---------- Material for the task
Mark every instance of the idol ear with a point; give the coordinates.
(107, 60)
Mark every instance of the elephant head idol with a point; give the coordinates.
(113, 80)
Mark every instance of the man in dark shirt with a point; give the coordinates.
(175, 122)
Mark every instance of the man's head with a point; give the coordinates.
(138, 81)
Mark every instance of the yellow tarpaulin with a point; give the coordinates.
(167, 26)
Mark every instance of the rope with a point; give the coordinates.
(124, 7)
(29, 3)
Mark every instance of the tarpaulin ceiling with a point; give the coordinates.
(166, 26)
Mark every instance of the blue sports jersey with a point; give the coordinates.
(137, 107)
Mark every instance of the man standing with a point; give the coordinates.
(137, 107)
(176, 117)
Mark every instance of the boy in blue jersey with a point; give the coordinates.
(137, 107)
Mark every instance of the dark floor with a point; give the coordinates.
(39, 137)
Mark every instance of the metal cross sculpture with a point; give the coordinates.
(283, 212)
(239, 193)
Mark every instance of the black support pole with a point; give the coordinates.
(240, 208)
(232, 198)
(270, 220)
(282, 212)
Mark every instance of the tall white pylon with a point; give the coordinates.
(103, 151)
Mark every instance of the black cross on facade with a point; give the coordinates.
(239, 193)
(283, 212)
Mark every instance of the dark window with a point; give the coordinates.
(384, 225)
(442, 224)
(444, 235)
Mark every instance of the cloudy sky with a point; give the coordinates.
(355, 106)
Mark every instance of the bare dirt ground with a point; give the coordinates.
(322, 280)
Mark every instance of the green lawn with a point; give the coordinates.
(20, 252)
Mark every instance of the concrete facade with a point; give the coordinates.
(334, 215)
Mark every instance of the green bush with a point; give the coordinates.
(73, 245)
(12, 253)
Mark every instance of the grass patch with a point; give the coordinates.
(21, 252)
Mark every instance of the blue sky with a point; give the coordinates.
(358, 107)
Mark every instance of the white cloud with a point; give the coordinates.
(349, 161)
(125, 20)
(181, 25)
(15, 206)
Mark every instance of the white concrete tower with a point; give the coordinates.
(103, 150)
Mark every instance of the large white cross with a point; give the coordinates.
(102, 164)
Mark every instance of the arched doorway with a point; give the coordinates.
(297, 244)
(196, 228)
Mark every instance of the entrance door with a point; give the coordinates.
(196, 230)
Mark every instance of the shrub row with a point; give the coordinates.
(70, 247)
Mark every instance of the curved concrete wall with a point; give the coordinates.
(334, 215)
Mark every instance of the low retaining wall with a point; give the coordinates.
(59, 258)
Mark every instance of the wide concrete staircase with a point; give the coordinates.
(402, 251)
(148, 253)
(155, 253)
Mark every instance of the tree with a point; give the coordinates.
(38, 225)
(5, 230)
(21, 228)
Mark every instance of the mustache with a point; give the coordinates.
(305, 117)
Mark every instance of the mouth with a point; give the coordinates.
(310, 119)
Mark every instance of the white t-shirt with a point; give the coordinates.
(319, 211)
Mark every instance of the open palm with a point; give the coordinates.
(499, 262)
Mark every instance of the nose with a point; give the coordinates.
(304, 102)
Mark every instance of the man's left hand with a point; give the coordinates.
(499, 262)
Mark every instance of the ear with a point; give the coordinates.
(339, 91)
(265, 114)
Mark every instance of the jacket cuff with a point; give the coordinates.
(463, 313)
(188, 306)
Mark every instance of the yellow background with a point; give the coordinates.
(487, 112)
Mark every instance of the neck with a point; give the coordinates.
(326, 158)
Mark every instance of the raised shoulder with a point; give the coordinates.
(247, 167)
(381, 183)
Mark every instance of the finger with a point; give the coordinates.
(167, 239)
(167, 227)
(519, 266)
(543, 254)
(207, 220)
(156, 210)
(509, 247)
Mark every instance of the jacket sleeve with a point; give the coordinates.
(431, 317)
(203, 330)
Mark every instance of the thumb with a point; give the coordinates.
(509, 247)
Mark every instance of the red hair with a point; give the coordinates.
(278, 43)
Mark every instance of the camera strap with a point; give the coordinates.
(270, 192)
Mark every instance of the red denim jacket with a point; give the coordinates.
--------------------
---------- Material for the task
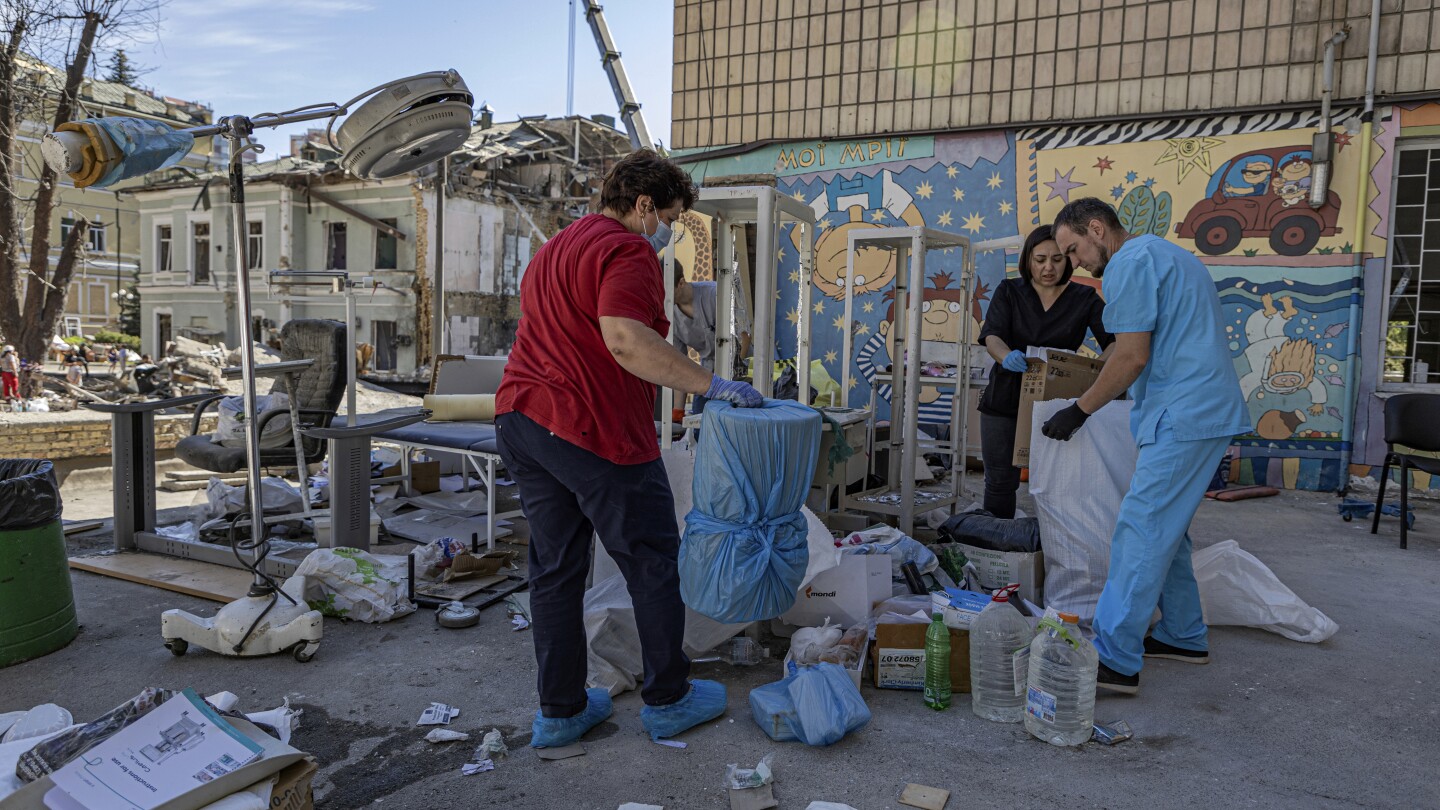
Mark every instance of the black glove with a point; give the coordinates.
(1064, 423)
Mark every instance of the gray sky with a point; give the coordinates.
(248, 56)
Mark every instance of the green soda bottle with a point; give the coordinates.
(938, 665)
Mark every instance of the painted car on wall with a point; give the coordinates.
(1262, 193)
--------------------
Lay out as a JSON list of strings, one string per line, the lines between the line holding "Mark every instance of the gray" and the line holding "(1262, 193)", both included. Leave out any blank lines.

### The completed task:
[
  "Mark every instance of the gray sky with a point; give the coordinates.",
  "(248, 56)",
  "Mark every instance of the green soda bottle with a point; give the coordinates.",
  "(938, 665)",
  "Mark every instance of the painted car on wall with a point; give the coordinates.",
  "(1262, 193)"
]